CHALLENGE
Update every line of the data below, replacing "thickest part" with "widest part" and leaving all other text as it stands.

===== MATERIAL PROVIDED =====

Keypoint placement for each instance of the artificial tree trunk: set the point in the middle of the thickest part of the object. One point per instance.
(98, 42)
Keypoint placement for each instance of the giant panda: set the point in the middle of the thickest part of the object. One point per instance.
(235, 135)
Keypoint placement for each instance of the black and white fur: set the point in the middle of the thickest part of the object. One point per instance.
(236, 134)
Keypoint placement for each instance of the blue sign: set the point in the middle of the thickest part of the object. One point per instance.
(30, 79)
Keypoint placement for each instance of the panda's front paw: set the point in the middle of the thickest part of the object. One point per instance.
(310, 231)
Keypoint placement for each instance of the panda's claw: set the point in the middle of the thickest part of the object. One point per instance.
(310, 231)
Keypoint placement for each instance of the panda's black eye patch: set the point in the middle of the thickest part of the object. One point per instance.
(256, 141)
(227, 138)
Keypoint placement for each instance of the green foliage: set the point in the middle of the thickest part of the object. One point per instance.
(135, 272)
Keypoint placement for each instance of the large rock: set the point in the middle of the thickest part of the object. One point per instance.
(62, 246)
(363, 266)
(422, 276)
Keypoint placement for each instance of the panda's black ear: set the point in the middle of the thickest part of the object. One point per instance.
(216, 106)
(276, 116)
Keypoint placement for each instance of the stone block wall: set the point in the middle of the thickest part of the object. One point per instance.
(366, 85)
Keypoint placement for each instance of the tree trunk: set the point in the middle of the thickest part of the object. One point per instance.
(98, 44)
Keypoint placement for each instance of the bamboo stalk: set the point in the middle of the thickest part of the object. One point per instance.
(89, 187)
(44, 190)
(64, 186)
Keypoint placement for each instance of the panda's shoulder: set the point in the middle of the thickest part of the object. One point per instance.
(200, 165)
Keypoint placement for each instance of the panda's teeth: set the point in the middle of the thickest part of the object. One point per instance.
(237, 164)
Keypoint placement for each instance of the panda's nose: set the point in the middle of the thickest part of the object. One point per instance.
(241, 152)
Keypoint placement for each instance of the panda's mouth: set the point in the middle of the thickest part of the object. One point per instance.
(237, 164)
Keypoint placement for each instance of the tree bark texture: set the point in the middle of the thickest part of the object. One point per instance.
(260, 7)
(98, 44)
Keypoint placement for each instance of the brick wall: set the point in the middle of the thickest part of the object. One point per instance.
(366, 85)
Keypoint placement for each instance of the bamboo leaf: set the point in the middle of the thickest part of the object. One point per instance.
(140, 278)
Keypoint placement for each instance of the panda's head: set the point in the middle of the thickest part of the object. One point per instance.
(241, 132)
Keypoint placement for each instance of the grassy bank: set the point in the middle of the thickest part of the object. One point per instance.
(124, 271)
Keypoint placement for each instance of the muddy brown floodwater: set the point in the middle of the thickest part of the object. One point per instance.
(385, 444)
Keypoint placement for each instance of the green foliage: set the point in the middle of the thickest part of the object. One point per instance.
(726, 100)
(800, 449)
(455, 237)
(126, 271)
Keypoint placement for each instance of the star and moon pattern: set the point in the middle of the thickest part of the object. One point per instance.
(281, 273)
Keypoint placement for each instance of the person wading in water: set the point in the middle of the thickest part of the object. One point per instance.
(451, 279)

=====

EXPECTED ANSWER
Keypoint placement for each instance of the artificial tree trunk: set the point in the middle of the widest part of the object. One point per instance.
(98, 42)
Keypoint placement for each instance of the giant panda: set the point in the middle of the widest part of the object. One point per instance.
(235, 135)
Keypoint placement for each instance of the black and white fur: set the point in the middle of the widest part of the object. One point per instance.
(236, 134)
Keypoint placement for each instance of the blue sign: set the point in the middle of the widest part of the object. One point per instance.
(30, 79)
Keypoint placement for each instance of the panda's front paw: set the point in the middle of the widest part of the object. One point per instance.
(310, 231)
Keypoint placement for each instance of the panda's claw: set the point in the middle of the widest part of the object. One point per instance.
(310, 231)
Keypoint placement for each instance of the panda's black eye patch: set the point in the middle of the widest part of the object. One point per instance.
(256, 141)
(227, 138)
Keypoint placement for each instance of the green foliage: set the point in the middle of the widest part of the object. One point per instance.
(135, 272)
Keypoint placement for each instance of the large rock: set the point in the middle of the widest part of the object. One point per instance.
(62, 246)
(363, 266)
(422, 276)
Keypoint placement for each instance of the panda's black ear: set the point in the middle of the widest part of the object. One point per instance.
(216, 106)
(276, 116)
Keypoint placement for each instance of the stone block wall: set the point in the middle of the widest part of the object. One point per instance.
(366, 85)
Keypoint placement for each instance of the tree trunk: set the point in the middle of the widest part of the object. One point per instance.
(98, 44)
Keypoint placement for each instance of the bamboo stalk: set the point in the middle of the widest part of the object. One point per instance.
(89, 187)
(44, 190)
(64, 186)
Keypoint placement for each instance of the panda's shoulder: set the point in the middle of the widest part of the object. One point per instance.
(200, 165)
Keypoint placement for each instance of the panda's teeth: set the point in the middle of the widest part of the object. One point per instance.
(237, 164)
Keypoint placement for each instance of the panda's nose: set the point in the middle of the widest part of the object. One point per instance.
(241, 152)
Keypoint placement for each instance of the panda's mouth: set the point in the middle of the widest part of the object. One point per instance.
(237, 164)
Keypoint placement for each instance of the tree bark texture: set the point in the middle of the widest part of the object. One point per instance.
(260, 7)
(98, 44)
Keypoint placement for each instance of the brick wall: set the point in the middle of the widest part of the object. One point per instance.
(366, 85)
Keypoint placement for each instance of the bamboo leaf: set the point in the middle of the widest part of the object. One point per instance.
(140, 278)
Keypoint placement for each instance of the panda's head: set the point in the middle of the widest part of the object. One point per instance.
(241, 132)
Keypoint placement for each instance of the grassy bank: set the point in the middle of the widest part of the object. One point per instance.
(124, 271)
Keypoint placement for each instance of the muddy brown floodwater: set the point in the middle of the widest part of the object. One point per instance.
(385, 444)
Keypoint placement for each instance of the green foliage: set the point in the middle of the widest part of the object. One point per instance.
(726, 100)
(800, 449)
(455, 237)
(126, 271)
Keypoint placement for each instance of the star and moon pattern: set the point in the middle of the widest part of the object. One point per instance.
(281, 273)
Keypoint placement for each instance of the person wading in water: set the point in the middle of the widest part of the object. One point per instance.
(451, 279)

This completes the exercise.